### RECORDS TO PROCESS ###

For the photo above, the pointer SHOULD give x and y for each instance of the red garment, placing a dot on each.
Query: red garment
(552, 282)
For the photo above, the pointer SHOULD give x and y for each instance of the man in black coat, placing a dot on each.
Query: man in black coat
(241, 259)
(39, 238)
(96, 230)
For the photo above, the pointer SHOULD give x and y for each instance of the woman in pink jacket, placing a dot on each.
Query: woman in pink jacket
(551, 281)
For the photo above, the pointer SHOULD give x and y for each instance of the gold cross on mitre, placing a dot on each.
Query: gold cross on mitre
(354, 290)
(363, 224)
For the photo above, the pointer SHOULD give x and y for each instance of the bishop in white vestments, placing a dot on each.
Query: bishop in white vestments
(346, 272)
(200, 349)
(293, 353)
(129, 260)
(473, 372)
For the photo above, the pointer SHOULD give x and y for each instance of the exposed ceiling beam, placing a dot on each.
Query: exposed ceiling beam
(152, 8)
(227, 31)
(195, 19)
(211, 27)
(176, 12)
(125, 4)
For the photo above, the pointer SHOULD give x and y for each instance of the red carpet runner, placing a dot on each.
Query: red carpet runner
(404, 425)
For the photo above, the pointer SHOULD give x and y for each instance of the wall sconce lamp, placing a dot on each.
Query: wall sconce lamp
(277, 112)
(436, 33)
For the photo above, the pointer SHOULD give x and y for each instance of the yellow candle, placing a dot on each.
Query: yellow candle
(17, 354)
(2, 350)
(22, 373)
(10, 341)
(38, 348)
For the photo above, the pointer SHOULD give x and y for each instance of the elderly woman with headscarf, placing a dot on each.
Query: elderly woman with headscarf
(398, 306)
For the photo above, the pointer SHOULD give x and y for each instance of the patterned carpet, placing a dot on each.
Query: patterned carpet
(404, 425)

###

→ **WORK TO BE COMPLETED**
Return the listing word for word.

→ **OUTPUT FOR THIS EXERCISE**
For the photo above, the pointer SHOULD give x and y for each instance of the red garment, placing a dot on each.
Query: red garment
(552, 282)
For the photo above, the pointer SHOULD give x and y for each instance of the man in black coat, placing a dot on each.
Query: man in black coat
(241, 259)
(39, 238)
(96, 230)
For the photo above, the pointer SHOULD give x and y for each instance of the woman in pink jacket, placing a dot on each.
Query: woman in pink jacket
(551, 281)
For the photo above, the pointer SHOULD give x and y for each instance of the gold cross on mitre, placing a dot on each.
Query: gold cross on mitre
(354, 290)
(363, 224)
For the photo above, the pointer SHOULD give x and y for each instance of the bishop in white vestments, placing a dot on each.
Query: bishop in white vestments
(346, 272)
(200, 349)
(293, 353)
(129, 260)
(473, 372)
For the photo above, the pointer SHOULD give x and y for each instance of the exposed ceiling beam, placing a dot on each.
Query: exposed ceiling beam
(152, 8)
(227, 31)
(195, 19)
(211, 27)
(176, 12)
(125, 4)
For the photo above, the pointer SHOULD give x and y for each instance of the red carpet runner, placing a dot on each.
Query: red carpet runner
(404, 425)
For the photo above, the pointer SHOULD give x and y for each instance of the wall sconce lamp, placing a dot on each.
Query: wall sconce lamp
(277, 112)
(436, 33)
For the photo above, the pointer SHOULD give x and y for each instance of the yellow candle, placing a dot on each.
Query: yellow candle
(17, 354)
(2, 350)
(22, 373)
(10, 341)
(38, 348)
For the photo above, the pointer SHOULD give x and y for each instance of the elderly woman with headscarf, placing a dot on each.
Query: elderly woman with headscarf
(398, 306)
For the photo above, the pointer SHOULD give x and y for each instance of the patterned carpet, placing a dot on each.
Query: patterned carpet
(404, 425)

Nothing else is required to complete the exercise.